──────── DATA PROVIDED
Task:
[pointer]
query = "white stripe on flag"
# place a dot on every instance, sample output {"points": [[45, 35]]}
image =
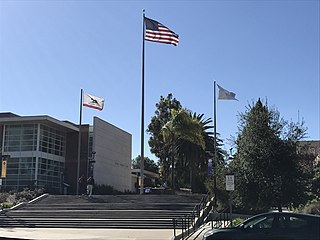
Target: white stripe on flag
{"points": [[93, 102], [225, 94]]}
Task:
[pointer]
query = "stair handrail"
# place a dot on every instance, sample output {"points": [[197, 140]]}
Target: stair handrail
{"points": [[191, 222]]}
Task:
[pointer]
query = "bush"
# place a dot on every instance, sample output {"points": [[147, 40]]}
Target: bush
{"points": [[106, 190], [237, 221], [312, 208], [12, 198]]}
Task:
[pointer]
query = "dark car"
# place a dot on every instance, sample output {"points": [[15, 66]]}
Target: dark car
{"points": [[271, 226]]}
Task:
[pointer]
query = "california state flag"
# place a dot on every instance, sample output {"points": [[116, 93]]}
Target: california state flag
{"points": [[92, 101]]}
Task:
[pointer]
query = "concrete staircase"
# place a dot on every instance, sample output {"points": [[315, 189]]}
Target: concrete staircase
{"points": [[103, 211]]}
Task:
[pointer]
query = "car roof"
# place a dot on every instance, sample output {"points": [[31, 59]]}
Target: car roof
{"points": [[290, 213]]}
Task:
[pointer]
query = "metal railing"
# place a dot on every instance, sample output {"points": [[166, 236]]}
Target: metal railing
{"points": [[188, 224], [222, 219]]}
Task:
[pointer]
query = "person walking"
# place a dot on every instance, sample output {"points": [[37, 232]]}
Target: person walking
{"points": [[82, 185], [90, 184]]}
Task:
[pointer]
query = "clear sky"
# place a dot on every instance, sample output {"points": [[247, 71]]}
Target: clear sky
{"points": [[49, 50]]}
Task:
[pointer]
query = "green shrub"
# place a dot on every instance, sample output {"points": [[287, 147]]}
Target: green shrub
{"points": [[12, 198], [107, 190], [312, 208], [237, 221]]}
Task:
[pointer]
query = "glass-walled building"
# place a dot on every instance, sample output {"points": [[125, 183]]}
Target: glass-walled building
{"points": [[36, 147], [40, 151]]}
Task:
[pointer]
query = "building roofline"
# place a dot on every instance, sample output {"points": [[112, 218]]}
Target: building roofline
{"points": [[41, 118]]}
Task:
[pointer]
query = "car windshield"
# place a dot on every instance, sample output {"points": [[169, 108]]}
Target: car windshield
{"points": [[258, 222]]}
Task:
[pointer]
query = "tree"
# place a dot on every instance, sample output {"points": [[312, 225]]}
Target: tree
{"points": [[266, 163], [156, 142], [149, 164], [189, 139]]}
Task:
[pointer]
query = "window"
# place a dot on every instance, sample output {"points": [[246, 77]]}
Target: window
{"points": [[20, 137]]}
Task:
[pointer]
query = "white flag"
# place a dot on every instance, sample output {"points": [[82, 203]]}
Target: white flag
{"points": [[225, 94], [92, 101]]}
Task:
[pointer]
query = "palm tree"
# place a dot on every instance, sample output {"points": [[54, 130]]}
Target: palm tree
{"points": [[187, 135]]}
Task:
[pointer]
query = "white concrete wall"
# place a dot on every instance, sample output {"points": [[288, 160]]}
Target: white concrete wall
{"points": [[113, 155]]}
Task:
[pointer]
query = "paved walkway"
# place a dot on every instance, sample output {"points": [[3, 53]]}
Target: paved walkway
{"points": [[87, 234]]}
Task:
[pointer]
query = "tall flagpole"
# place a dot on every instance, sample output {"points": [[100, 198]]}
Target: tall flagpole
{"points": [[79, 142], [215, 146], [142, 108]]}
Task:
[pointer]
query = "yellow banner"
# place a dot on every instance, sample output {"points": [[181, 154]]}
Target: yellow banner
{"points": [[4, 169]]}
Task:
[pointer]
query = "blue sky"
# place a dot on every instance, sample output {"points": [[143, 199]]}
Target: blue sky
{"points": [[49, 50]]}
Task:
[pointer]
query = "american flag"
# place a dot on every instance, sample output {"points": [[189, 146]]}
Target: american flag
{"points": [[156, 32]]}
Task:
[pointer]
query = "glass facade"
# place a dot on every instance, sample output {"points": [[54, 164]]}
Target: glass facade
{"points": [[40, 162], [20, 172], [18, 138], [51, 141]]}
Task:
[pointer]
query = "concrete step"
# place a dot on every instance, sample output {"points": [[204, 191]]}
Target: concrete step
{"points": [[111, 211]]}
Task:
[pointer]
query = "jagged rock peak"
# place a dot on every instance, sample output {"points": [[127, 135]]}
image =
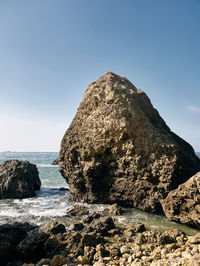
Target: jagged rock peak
────────────────
- [PROBLEM TO SOLVE]
The answer must consist of every line above that contains the word "jagged".

- [SOLUTION]
query = "jagged rock peak"
Target: jagged rock peak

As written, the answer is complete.